Task prompt: Apart from the pictures, every entry must be retyped exactly.

Data under study:
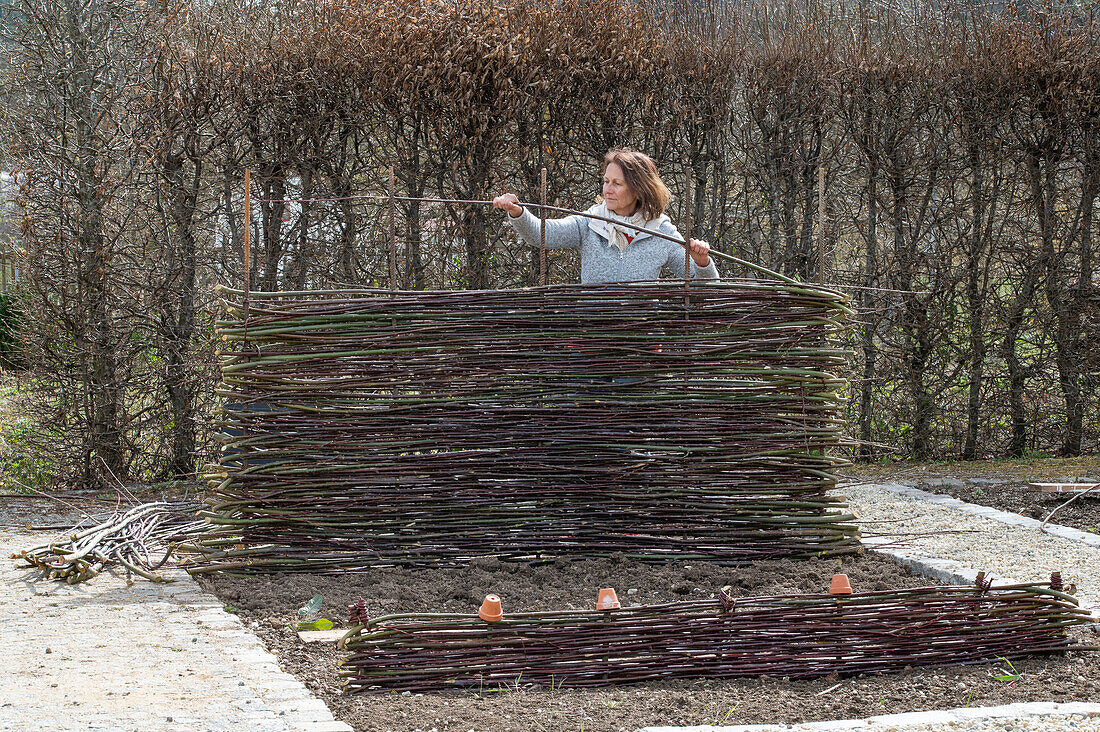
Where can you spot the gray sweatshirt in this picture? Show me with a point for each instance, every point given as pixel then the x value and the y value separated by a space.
pixel 603 262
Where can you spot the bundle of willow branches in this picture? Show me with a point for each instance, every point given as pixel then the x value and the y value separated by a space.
pixel 428 427
pixel 798 636
pixel 141 539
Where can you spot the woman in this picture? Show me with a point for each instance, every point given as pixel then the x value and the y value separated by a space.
pixel 612 252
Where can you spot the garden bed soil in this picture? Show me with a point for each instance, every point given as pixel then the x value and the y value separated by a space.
pixel 1002 484
pixel 268 604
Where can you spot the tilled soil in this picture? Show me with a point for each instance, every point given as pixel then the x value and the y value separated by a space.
pixel 1003 484
pixel 270 604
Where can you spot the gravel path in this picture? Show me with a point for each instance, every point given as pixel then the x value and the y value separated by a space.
pixel 105 655
pixel 944 536
pixel 963 538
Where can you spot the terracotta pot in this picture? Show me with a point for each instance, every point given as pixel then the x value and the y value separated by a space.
pixel 607 599
pixel 839 585
pixel 491 609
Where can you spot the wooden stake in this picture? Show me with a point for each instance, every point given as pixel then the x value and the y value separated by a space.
pixel 543 275
pixel 393 230
pixel 248 253
pixel 821 224
pixel 686 233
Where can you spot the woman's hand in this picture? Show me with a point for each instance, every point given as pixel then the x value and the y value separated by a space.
pixel 700 250
pixel 509 203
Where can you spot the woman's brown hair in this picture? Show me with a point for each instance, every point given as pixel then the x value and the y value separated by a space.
pixel 640 175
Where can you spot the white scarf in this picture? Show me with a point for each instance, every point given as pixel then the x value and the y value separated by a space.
pixel 616 233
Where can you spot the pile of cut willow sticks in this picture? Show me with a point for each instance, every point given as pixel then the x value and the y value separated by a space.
pixel 140 539
pixel 373 427
pixel 796 636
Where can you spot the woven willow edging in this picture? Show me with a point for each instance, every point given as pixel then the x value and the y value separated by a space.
pixel 374 427
pixel 796 636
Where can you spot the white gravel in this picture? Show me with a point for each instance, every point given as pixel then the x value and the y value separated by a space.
pixel 928 527
pixel 949 538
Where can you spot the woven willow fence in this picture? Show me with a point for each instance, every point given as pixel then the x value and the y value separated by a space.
pixel 798 636
pixel 374 427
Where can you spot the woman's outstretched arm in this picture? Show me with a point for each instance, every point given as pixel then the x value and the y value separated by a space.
pixel 561 233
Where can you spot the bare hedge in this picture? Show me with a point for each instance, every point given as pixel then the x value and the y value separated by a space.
pixel 959 152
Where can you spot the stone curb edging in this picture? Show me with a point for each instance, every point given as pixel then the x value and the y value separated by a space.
pixel 961 717
pixel 949 570
pixel 986 512
pixel 295 705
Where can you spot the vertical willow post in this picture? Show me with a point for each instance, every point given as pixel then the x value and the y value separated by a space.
pixel 248 259
pixel 543 277
pixel 393 230
pixel 686 233
pixel 821 224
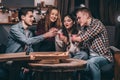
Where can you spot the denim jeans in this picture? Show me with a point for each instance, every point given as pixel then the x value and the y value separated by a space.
pixel 94 65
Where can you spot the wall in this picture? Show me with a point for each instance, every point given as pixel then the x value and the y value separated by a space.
pixel 18 3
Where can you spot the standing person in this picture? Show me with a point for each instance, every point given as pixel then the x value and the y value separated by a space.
pixel 20 36
pixel 94 37
pixel 63 39
pixel 20 39
pixel 52 20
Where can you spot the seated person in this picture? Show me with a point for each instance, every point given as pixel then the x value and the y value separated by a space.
pixel 94 37
pixel 21 38
pixel 52 20
pixel 63 39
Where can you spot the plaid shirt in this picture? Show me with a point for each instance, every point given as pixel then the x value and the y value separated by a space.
pixel 95 36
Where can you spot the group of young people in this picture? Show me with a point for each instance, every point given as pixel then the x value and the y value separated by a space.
pixel 83 36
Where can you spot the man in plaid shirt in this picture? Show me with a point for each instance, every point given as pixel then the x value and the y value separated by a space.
pixel 94 37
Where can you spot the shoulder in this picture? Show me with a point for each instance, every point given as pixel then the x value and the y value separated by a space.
pixel 16 26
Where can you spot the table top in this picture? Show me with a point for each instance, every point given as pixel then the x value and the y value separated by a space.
pixel 21 56
pixel 64 65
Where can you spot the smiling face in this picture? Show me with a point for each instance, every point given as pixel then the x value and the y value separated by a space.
pixel 68 22
pixel 28 18
pixel 53 15
pixel 82 18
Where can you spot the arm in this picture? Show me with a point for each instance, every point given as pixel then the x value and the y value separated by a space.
pixel 19 36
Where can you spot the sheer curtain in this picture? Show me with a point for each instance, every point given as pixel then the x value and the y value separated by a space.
pixel 65 6
pixel 105 10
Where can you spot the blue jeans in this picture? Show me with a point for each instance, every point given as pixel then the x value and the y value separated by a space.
pixel 94 65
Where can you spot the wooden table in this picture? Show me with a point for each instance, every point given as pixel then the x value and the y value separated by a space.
pixel 60 71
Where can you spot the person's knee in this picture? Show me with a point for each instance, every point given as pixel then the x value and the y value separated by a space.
pixel 81 55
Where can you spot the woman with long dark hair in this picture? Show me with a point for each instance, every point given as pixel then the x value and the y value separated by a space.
pixel 52 21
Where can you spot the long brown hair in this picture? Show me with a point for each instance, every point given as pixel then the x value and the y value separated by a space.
pixel 58 23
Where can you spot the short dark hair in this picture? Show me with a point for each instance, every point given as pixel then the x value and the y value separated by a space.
pixel 23 11
pixel 83 9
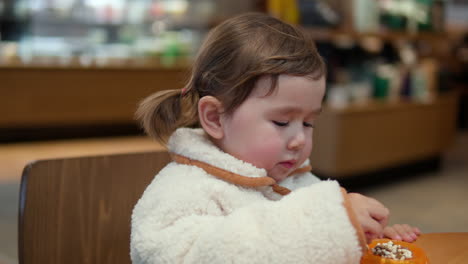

Response area:
Where can you spot the gray sweatshirt in this picture? Show me with a point for each instance, every point given as pixel then the x value and the y value separated by a space.
pixel 603 262
Where can you spot the bundle of willow branches in this picture? Show me with a point for each instance, every point given as pixel then the x value and the y value separated by a space.
pixel 428 427
pixel 798 636
pixel 141 539
Where can you spot the woman in this picture? Show me with a point for each instance, every point given as pixel then the x value and the y value separated by a space.
pixel 612 252
Where can you spot the garden bed soil in this picture? Show me with a point for each instance, every point given as pixel then the x value and the y value separated by a space.
pixel 1002 484
pixel 268 604
Where can you spot the tilled soil in this picture? Show me with a point for each instance, every point given as pixel then the x value and the y value separated by a space.
pixel 1003 484
pixel 270 604
Where can you spot the gravel path in this picture? Show me with a point for each instance, every point given as pixel then the x value and the y value separated by a space.
pixel 105 655
pixel 944 536
pixel 963 538
Where can you spot the terracotta pot in this picture? Show me with a point for each instance, every point given as pixel then the x value and the y value separated by a space.
pixel 607 599
pixel 839 585
pixel 491 609
Where can you spot the wooden stake in this picture? Show me with a point for each instance, every point given as pixel then the x value and the y value separated by a space.
pixel 543 275
pixel 393 230
pixel 248 253
pixel 821 224
pixel 686 233
Where can you spot the woman's hand in this picture? Show me with a point for each instance, every point given as pixel then the x value and the y value separated by a space.
pixel 700 250
pixel 509 203
Where can you spot the woman's brown hair in this picture? Show me with a point for each instance, every point given as pixel then the x value and the y value separated by a space.
pixel 640 175
Where can you spot the white scarf in this picture? Show me with a point for each instance, every point given as pixel then the x value and the y value separated by a space.
pixel 616 233
Where can you spot the pile of cut willow sticks in this picture? Show me with a point for each instance, every point given as pixel then the x value and the y value separated by a space.
pixel 140 539
pixel 373 427
pixel 796 636
Where can you spot the woven willow edging in this picture? Show me with a point for each instance, every point given as pixel then the x value and the y value separated by a space.
pixel 374 427
pixel 796 636
Where can you spot the white gravel in this picture? Show me with a point for each instance, every point given as pixel then the x value and the y value separated by a space.
pixel 928 527
pixel 949 538
Where can you spot the woven willow fence in this picture? Show me with a point for each instance, every point given as pixel then the x value and the y value separated by a space.
pixel 798 636
pixel 374 427
Where can you spot the woman's outstretched arm in this picture? Show me with a point for each instance, every point given as pixel then the x value and the y value separated by a space.
pixel 561 233
Where can you spot the bare hedge in this picture? Show me with a point for each instance, every point given as pixel then the x value and the y value separated by a space.
pixel 959 152
Where can you spot the stone curb edging in this picture? Show me with a point for each instance, every point given as pixel then the x value and the y value separated by a space.
pixel 961 717
pixel 949 570
pixel 986 512
pixel 295 705
Where can you spot the vertical willow post in this picture? Show me with a point for each instance, every point given as pixel then the x value and the y value separated by a space.
pixel 248 259
pixel 543 277
pixel 393 230
pixel 686 233
pixel 821 224
Where can you spot the denim jeans in this picture? Show me with a point for each instance, every point given as pixel then the x value and the y value separated by a space.
pixel 94 65
Where can you spot the wall in this picture? Show me with a point for each instance, every point given as pixel then the x value and the y value separated by a space.
pixel 18 3
Where can you spot the standing person in this picture? Show me with a point for each instance, every point given as pixel then the x value and the y value separated by a space.
pixel 20 36
pixel 94 37
pixel 63 39
pixel 20 39
pixel 52 20
Where can you spot the seated person in this picture? Show me with a point for each instance, every point given as pixel then the x value and the y value separated by a space.
pixel 94 37
pixel 21 38
pixel 52 20
pixel 63 39
Where can you spot the plaid shirt in this picture? Show me with a point for each instance, every point given as pixel then the x value and the y value separated by a space.
pixel 95 36
Where can you spot the group of young people in this picture? Show me with a point for each instance, every point given as pixel then the x value and the y value separated by a space.
pixel 83 36
Where can you spot the man in plaid shirt in this picture? Show me with a point for each instance, every point given as pixel then the x value and the y value separated by a space.
pixel 94 37
Where can you spot the shoulder in this picture? Show me with a point for each instance, every point given as pixel then the x value and the y value separated by a space.
pixel 16 26
Where can you spot the table top in this picture? Show me with a point for each instance, every point given as pixel then the x value and the y value separated by a space.
pixel 21 56
pixel 64 65
Where can you spot the smiling face in this picture? Show me with a point for each instance, every point given as pixel then the x value and the y value separated by a space.
pixel 68 22
pixel 28 18
pixel 53 15
pixel 82 18
Where can you spot the arm in this picture? Show me with a point for each instance, every point given as pixel then the x value and the y value separated by a space.
pixel 19 36
Where can you spot the sheer curtain in this picture? Show me with a point for each instance, every point given as pixel then the x value and the y value separated by a space.
pixel 65 6
pixel 105 10
Where can you spot the blue jeans in this picture? Show me with a point for each instance, every point given as pixel then the x value and the y value separated by a space.
pixel 94 65
Where can you spot the wooden table in this picture? Show me with a point for each instance, every point given as pixel then the x value and the y value separated by a space.
pixel 60 71
Where can you spot the person's knee in this picture? Show me with a point for each instance, every point given as pixel then the x value and the y value separated by a space.
pixel 81 55
Where can you spot the woman with long dark hair in this picture? Show me with a point for each instance, every point given as pixel then the x value and the y value separated by a space.
pixel 52 21
Where can you spot the long brown hair in this picture? Show me with a point for each instance, every point given as pixel then the x value and the y value separated by a space.
pixel 58 23
Where can you spot the short dark hair in this picture? Show me with a point for each instance, every point given as pixel then the x value and the y value separated by a space.
pixel 23 11
pixel 83 9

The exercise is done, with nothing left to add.